▸ Data records
----------

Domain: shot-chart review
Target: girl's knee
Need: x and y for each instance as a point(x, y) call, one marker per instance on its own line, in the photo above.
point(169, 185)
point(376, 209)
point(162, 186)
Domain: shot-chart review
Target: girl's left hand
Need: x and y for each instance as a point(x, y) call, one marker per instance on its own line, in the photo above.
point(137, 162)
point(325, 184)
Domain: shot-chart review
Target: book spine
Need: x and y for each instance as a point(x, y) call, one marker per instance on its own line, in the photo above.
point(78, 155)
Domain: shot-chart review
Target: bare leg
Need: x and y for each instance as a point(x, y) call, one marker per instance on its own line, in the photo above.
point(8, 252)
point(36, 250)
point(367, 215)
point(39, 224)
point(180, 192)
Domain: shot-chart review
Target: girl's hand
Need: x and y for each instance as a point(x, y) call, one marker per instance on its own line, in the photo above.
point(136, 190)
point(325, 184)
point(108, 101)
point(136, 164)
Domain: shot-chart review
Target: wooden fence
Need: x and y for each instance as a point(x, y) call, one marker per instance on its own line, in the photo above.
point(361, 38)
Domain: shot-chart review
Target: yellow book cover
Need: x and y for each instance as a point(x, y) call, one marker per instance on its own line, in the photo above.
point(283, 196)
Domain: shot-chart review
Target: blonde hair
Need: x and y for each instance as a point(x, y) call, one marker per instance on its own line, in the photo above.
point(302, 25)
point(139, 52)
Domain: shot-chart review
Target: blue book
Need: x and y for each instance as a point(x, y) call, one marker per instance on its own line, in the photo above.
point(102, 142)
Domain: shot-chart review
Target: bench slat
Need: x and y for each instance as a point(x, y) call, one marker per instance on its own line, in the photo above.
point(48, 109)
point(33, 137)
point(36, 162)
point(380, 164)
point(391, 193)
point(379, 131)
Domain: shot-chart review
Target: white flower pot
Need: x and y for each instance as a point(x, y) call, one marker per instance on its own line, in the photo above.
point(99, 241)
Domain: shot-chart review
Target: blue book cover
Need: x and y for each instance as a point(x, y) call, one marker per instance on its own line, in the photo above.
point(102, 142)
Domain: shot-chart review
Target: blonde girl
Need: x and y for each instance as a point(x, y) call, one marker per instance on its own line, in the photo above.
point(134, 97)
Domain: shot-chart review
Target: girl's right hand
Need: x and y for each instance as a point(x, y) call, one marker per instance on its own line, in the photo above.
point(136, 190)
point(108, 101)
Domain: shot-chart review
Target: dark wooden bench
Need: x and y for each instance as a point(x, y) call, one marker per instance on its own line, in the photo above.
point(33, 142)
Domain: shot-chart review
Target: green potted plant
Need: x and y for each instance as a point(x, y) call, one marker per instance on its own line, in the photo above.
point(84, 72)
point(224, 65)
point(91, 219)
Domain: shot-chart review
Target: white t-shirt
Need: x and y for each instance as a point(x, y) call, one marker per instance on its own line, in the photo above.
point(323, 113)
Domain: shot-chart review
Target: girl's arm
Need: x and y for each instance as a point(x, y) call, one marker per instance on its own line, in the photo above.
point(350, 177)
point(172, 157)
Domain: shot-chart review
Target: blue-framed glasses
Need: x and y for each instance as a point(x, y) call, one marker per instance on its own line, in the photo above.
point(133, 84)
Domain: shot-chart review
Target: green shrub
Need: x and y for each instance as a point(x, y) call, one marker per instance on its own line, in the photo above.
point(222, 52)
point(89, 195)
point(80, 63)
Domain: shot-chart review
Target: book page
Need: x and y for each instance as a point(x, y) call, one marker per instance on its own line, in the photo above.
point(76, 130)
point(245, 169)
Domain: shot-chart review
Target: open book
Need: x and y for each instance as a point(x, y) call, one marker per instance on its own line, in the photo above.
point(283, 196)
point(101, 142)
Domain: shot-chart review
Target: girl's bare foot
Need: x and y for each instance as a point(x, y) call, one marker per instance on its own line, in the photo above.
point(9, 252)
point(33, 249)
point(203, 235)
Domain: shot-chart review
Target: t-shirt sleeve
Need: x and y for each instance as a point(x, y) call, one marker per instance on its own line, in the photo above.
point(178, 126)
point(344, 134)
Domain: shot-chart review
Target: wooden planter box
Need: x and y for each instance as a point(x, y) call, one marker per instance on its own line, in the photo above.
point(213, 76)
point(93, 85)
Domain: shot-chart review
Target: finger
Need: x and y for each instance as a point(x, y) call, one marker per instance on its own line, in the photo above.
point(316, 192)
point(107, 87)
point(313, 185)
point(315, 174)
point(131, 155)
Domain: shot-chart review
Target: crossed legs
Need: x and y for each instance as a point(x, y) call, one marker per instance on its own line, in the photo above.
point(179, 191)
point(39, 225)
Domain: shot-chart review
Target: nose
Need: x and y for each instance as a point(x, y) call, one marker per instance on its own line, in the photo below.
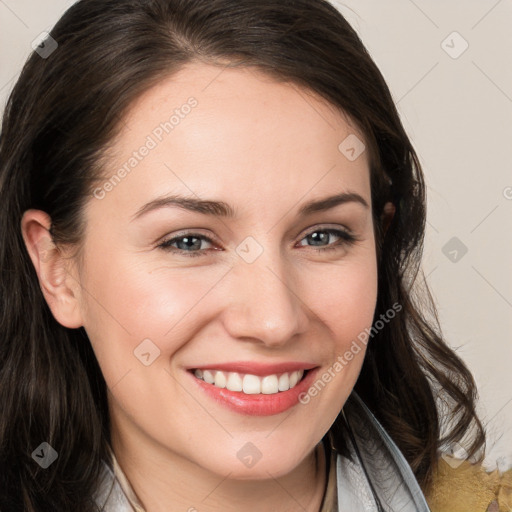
point(266, 303)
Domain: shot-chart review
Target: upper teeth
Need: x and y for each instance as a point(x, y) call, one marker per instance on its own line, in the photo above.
point(250, 384)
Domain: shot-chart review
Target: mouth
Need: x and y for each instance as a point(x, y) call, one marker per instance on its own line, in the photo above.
point(251, 384)
point(254, 395)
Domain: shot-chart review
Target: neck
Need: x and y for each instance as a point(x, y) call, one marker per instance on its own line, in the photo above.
point(160, 477)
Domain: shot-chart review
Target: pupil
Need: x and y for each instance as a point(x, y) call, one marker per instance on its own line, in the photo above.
point(318, 236)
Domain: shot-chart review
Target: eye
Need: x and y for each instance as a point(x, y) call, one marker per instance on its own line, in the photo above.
point(189, 244)
point(185, 242)
point(320, 238)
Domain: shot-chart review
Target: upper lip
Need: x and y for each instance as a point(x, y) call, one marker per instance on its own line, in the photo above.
point(254, 368)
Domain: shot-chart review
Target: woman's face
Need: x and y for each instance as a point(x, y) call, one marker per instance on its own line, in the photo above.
point(267, 284)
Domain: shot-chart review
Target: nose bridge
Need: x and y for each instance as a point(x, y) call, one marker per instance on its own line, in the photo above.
point(264, 306)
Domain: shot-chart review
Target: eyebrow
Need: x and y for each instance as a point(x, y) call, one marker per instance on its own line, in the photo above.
point(222, 209)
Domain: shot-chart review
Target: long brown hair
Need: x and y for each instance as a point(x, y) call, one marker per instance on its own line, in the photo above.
point(64, 111)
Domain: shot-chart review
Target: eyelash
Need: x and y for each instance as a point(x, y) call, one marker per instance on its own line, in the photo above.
point(347, 239)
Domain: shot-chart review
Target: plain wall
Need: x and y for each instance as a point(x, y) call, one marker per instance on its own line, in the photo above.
point(457, 109)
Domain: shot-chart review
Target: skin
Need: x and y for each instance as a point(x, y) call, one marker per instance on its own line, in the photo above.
point(266, 148)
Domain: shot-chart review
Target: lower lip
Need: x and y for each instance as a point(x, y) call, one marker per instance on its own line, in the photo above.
point(260, 404)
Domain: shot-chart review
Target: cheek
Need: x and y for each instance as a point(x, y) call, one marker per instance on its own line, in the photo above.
point(126, 302)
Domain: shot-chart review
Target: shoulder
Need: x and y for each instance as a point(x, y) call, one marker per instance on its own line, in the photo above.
point(459, 486)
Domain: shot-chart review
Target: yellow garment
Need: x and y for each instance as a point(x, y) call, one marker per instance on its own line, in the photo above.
point(465, 487)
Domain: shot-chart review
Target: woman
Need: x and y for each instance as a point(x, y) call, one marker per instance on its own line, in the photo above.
point(212, 222)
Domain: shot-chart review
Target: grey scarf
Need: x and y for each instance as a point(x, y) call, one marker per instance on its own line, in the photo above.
point(375, 477)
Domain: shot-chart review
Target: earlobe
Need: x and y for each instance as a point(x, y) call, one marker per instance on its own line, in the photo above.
point(59, 287)
point(387, 215)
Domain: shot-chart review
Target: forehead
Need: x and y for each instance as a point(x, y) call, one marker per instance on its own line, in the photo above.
point(235, 132)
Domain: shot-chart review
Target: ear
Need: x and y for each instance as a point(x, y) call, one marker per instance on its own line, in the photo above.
point(387, 215)
point(59, 287)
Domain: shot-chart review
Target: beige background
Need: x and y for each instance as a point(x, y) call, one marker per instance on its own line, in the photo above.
point(457, 108)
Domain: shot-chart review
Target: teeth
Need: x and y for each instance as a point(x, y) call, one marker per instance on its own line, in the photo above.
point(251, 384)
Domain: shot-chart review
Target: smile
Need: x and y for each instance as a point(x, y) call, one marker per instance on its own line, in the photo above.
point(251, 384)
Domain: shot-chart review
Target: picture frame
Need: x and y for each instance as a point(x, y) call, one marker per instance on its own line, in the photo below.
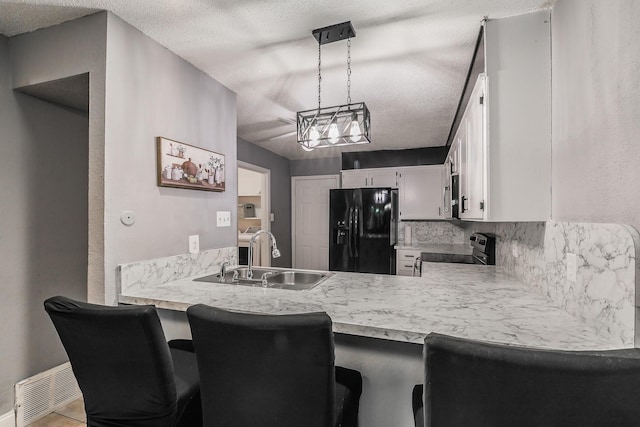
point(183, 165)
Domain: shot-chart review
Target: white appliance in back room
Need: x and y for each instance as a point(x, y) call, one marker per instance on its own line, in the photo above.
point(252, 208)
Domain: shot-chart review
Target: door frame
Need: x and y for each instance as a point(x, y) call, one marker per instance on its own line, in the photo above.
point(265, 204)
point(294, 181)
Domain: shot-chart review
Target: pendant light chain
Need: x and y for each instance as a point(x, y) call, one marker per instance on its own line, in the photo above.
point(349, 71)
point(319, 74)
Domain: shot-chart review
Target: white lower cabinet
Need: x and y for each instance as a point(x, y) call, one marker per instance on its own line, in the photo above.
point(420, 191)
point(405, 261)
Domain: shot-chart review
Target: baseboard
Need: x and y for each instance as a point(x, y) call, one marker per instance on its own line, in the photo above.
point(8, 420)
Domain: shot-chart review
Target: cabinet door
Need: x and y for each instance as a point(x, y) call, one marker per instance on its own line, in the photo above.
point(383, 178)
point(420, 192)
point(473, 189)
point(354, 178)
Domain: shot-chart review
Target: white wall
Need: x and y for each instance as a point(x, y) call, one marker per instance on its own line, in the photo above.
point(151, 92)
point(596, 111)
point(43, 225)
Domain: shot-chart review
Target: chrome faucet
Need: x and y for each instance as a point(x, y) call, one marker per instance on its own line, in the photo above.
point(223, 270)
point(274, 249)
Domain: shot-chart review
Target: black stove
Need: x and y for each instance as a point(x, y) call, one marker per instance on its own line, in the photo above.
point(483, 252)
point(484, 248)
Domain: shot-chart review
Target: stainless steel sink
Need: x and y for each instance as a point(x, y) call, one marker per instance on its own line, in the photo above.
point(275, 278)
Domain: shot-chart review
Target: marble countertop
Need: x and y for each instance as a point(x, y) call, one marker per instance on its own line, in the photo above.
point(438, 248)
point(469, 301)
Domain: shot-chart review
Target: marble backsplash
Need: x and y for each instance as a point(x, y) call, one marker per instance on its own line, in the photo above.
point(604, 292)
point(143, 274)
point(449, 232)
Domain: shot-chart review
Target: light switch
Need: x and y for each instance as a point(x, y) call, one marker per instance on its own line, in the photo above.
point(194, 244)
point(572, 267)
point(223, 218)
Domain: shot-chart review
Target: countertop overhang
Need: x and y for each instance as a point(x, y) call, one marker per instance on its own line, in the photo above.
point(469, 301)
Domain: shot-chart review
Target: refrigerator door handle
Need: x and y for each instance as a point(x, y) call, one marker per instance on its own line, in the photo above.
point(356, 231)
point(350, 241)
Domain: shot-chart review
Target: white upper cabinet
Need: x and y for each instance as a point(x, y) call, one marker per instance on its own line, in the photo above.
point(472, 147)
point(420, 192)
point(249, 182)
point(504, 136)
point(375, 177)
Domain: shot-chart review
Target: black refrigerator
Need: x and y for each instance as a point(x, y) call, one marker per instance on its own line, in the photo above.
point(363, 224)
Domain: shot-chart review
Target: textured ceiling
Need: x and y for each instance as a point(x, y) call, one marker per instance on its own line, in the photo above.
point(409, 57)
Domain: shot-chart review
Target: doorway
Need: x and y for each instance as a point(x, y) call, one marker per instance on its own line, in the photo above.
point(310, 220)
point(254, 207)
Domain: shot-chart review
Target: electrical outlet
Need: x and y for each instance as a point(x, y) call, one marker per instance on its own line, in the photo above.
point(572, 267)
point(194, 244)
point(223, 218)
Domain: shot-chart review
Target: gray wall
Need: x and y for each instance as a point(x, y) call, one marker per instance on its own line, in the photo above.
point(152, 92)
point(64, 50)
point(321, 166)
point(596, 111)
point(43, 225)
point(280, 194)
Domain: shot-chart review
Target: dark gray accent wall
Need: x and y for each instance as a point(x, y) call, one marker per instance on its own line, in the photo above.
point(391, 158)
point(43, 225)
point(311, 167)
point(280, 194)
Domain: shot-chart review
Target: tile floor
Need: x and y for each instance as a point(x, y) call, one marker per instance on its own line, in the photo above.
point(71, 415)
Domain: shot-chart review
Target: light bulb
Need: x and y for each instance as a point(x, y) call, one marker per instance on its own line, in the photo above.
point(314, 136)
point(334, 133)
point(355, 133)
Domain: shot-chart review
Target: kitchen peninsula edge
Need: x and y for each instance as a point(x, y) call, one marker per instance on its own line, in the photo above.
point(468, 301)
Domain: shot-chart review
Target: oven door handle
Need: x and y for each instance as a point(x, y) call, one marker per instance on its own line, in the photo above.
point(481, 259)
point(417, 267)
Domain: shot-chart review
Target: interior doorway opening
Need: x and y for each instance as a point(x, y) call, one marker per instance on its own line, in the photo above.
point(254, 212)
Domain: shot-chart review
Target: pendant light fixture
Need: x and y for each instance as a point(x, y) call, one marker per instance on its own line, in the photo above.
point(347, 124)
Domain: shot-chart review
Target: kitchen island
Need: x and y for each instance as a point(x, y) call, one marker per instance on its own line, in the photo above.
point(380, 321)
point(469, 301)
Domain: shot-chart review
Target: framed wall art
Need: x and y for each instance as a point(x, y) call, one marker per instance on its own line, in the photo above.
point(182, 165)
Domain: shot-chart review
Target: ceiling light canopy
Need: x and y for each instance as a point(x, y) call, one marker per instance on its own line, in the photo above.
point(339, 125)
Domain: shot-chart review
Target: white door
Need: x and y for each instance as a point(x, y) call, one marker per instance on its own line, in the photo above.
point(310, 216)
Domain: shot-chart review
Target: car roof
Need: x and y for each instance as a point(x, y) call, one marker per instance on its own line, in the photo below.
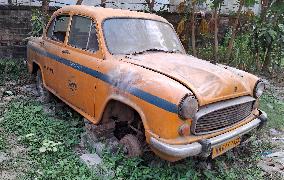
point(100, 13)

----------

▸ Activity
Search the data above for the word "girl" and show every line that has it.

▸ Answer area
Target: girl's knee
Target: girl's left hand
Target: girl's hand
Target: blonde girl
Target: girl's right hand
Target: girl's arm
Target: girl's bare foot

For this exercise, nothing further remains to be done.